Anouar Brahem : oud
François Couturier : piano
Klaus Gesing : clarinette basse
Björn Meyer : basse
OSI - Orchestra della Svizzera Italiana, Pietro Mianiti : chef d'orchestre
CD1 :
Improbable day
Ashen sky
Deliverance
Souvenance
Tunis at dawn
Youssef's song
CD2 :
January
Like a dream
On the road
Kasserine
Nouvelle vague
La musique de "Souvenance", pleine de grâce et de mystère, tour à tour hypnotique, austère et d’une grande force dramatique, a été enregistrée en 2014 – six ans après le dernier album sur ECM du grand maître de l’oud Anouar Brahem, "The Astounding Eyes of Rita".
“Ça m’a pris beaucoup de temps d’écrire ce répertoire” reconnaît Anouar Brahem, précisant avoir senti son monde intérieur et émotionnel entièrement monopolisé par les bouleversements politiques survenant au tournant de l’année 2011 d’abord en Tunisie puis dans ses pays voisins. Des vagues extraordinaires de changement, avec leur cortège d’espoirs et de peurs incommensurables. “Je ne prétends pas qu’il y ait un lien direct entre les compositions et les événements qui se sont déroulés en Tunisie,“ explique Anouar Brahem, “mais j’ai été profondément marqué par ce qui s’est passé...”.
Les nouvelles directions prises par Anouar Brahem pour sa musique permettent de réintroduire François Couturier au sein du groupe, fréquemment engagé dans un dialogue subtil avec un orchestre à cordes. Les cordes, d’une grâce extrême et tout en transparences miroitantes, apportent à ce répertoire des effets de textures et de couleurs chatoyantes sur quoi les quatre solistes – et avant tout le jeu d’oud unique d’Anouar Brahem – se détachent, comme en relief.
Ce double album a été enregistré dans le studio de Lugano en mai 2014 et produit par Manfred Eicher.
Contexte
Depuis la parution, cinq ans plus tôt, sur ECM, de "The Astounding Eyes of Rita", le grand maître tunisien de l’oud Anouar Brahem n’avait rien publié. Son nouvel album "Souvenance", plein de grâce et de mystère, tour à tour hypnotique, austère et d’une grande force dramatique, vient rompre avec éclat ce long silence phonographique.
"Ça m’a pris beaucoup de temps d’écrire le répertoire de cet album" reconnaît Anouar qui, durant cette période, a mis de côté l’idée d’un autre disque, projetant de rendre compte de la progression de son quartet "nordique" qui, de fait, n’a cessé, au fil des concerts, de gagner en cohésion et en dynamisme.
"J’ai ressenti à un moment la nécessité de m’affronter à quelque chose de nouveau. "Mais survinrent alors en Tunisie les grands bouleversements politiques qui, au tournant de l’année 2011 – avec leur cortège "de peurs, de joies et d’espoirs incommensurables" –, embrasèrent la région comme une traînée de poudre. Entièrement absorbé par les événements qui, jour après jour, d’insurrection en contre-insurrection, voyaient les soulèvements populaires progressivement saper les fondations du pouvoir dictatorial, Brahem reconnaît avoir senti alors son monde intérieur et émotionnel entièrement "monopolisé par la politique". Le moment n’était pas propice à l’écriture : "J’ai dû attendre que la pression retombe pour reprendre le travail."
------------------------------------
Vos tâches:
a) Pour chaque affirmation, indiquez si la présentation de l'album Souvenance la confirme (oui ou non) et citez les mots du texte qui en décident : (i) l'album a été enregistré à Lugano en mai 2014 ; (ii) Manfred Eicher dirige l'orchestre ; (iii) Klaus Gesing joue de la clarinette basse.
b) Prolongez la présentation de l'album Souvenance en quelques phrases, à partir de sa dernière phrase.
Les lignes n'interviennent pas dans ce travail.
------------------------------------
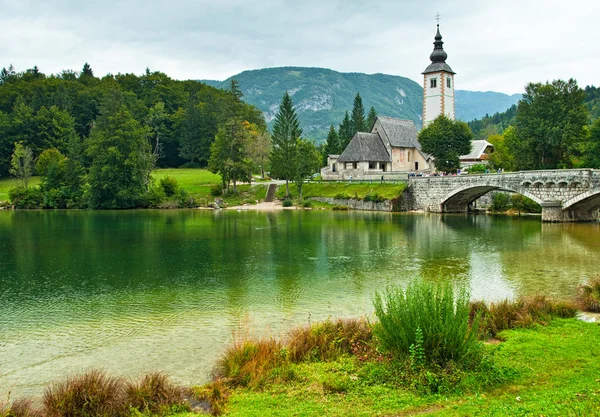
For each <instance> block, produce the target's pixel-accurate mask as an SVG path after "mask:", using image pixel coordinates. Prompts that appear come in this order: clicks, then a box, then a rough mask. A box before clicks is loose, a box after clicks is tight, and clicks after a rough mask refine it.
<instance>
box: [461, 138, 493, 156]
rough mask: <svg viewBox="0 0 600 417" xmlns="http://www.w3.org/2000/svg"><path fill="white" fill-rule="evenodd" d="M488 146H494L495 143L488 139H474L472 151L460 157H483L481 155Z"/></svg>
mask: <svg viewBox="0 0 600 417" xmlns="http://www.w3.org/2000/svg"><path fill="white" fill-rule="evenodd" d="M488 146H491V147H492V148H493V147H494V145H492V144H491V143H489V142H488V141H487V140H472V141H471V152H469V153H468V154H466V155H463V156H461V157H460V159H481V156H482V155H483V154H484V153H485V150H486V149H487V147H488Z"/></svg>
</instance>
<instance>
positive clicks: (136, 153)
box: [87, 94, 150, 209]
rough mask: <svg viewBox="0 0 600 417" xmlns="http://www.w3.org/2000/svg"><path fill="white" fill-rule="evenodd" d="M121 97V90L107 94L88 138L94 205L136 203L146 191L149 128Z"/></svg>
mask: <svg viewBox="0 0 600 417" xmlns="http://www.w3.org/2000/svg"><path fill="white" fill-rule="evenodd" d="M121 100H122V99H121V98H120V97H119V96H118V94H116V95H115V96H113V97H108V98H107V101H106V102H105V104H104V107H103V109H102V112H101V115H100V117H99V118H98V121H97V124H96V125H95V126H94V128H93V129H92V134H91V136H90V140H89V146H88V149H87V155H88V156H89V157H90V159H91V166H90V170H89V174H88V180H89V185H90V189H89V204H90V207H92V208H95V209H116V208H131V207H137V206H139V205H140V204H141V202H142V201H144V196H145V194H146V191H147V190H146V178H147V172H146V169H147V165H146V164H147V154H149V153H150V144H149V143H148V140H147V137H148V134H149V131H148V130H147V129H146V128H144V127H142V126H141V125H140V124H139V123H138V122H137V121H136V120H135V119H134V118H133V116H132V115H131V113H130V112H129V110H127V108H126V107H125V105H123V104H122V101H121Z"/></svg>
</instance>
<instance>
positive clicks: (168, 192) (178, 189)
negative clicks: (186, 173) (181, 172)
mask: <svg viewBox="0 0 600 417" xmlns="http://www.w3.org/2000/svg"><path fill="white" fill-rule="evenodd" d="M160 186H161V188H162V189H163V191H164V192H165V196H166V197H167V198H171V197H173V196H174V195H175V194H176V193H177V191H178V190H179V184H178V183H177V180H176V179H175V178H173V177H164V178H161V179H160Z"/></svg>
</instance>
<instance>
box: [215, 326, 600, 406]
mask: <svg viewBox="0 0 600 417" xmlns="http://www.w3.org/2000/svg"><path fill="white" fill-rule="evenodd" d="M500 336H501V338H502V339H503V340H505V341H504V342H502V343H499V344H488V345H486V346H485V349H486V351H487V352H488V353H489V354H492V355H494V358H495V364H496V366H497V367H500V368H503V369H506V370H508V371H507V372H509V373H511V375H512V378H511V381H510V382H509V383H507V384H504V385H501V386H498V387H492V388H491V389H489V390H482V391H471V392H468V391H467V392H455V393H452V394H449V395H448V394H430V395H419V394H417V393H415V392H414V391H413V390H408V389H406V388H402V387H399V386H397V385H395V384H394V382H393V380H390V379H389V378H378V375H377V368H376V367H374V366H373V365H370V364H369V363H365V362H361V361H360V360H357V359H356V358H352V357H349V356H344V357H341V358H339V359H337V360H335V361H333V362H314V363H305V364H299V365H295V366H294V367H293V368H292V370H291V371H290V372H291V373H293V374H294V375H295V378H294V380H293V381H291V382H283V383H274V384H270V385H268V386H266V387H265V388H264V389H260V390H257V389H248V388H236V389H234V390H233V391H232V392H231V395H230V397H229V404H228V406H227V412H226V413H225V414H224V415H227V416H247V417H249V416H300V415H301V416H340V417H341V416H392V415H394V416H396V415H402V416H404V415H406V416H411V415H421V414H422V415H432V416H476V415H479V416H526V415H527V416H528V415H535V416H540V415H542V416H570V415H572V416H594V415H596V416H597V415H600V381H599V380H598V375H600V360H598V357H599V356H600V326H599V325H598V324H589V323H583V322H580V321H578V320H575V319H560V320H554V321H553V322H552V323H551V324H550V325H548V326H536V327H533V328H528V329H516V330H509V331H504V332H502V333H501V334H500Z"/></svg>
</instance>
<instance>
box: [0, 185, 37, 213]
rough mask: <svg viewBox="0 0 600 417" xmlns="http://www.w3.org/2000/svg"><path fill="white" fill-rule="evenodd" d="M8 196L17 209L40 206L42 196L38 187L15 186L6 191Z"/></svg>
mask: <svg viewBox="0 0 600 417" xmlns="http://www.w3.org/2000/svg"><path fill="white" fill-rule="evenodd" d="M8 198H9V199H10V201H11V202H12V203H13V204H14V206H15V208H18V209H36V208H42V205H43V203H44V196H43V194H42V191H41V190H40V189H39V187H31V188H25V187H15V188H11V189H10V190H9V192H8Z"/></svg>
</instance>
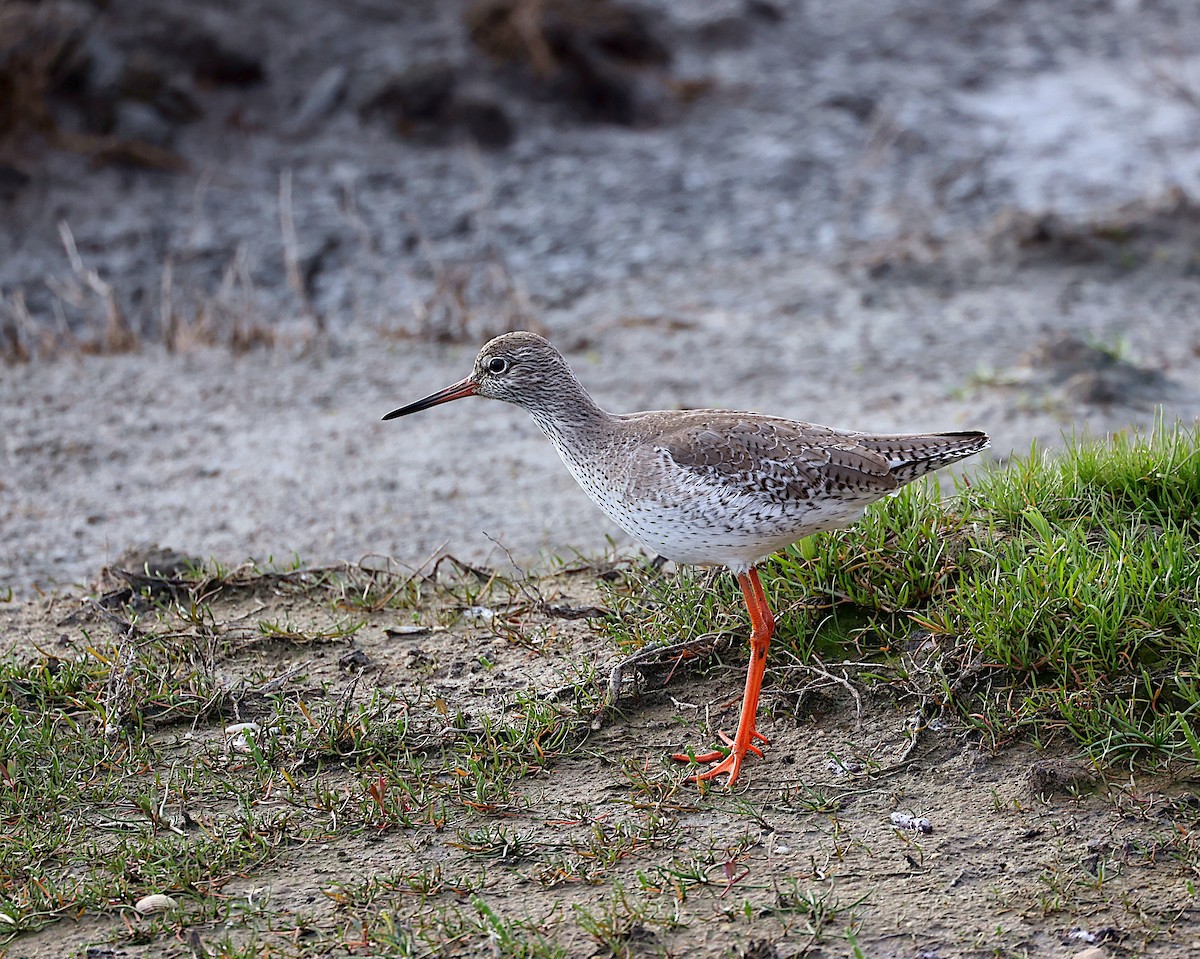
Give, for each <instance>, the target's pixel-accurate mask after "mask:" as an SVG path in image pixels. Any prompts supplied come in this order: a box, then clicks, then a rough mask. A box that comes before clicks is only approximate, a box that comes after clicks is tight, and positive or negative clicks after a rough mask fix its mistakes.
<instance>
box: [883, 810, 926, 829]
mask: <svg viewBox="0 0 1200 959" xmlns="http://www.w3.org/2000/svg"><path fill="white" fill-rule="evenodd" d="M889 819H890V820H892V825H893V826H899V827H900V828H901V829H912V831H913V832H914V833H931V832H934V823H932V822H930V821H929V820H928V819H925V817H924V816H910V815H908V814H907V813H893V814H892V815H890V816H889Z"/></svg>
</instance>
------------------------------------
Réponses attendues:
a)
(i) Oui : « Ce double album a été enregistré dans le studio de Lugano en mai 2014 »
(ii) Non : « Pietro Mianiti : chef d'orchestre »
(iii) Oui : « Klaus Gesing : clarinette basse »

b)
"Souvenance" est un joli mot qui exprime l’idée d’un souvenir lointain, mais le titre de l’album (tout comme ceux des morceaux) n’a été trouvé que dans l’après-coup. Jusqu’au moment du mixage, les pièces n’étaient identifiées que par la date de leur composition. "Je ne prétends pas qu’il y ait un lien direct entre les compositions et les événements qui se sont déroulés en Tunisie", explique Anouar Brahem, "mais j’ai profondément été marqué par ce qui s’est passé..."
En tant que compositeur, Brahem a toujours suivi son intuition, allant même jusqu’à se surprendre lui-même en considérant les directions prises par sa musique : "Il semblait probable que le piano tiendrait un rôle dans ces nouvelles pièces, du simple fait que plusieurs d’entre elles ont été composées sur cet instrument. Mais pendant que je travaillais sur les maquettes, l’idée d’un orchestre de musique de chambre s’est imposée progressivement dans mon esprit. En octobre 2013, je suis allé à Paris pour commencer à travailler avec François Couturier et le projet est devenu plus concret. Je suis allé voir Manfred [Eicher] pour lui présenter quelques démos et il m’a convaincu de continuer dans cette voie."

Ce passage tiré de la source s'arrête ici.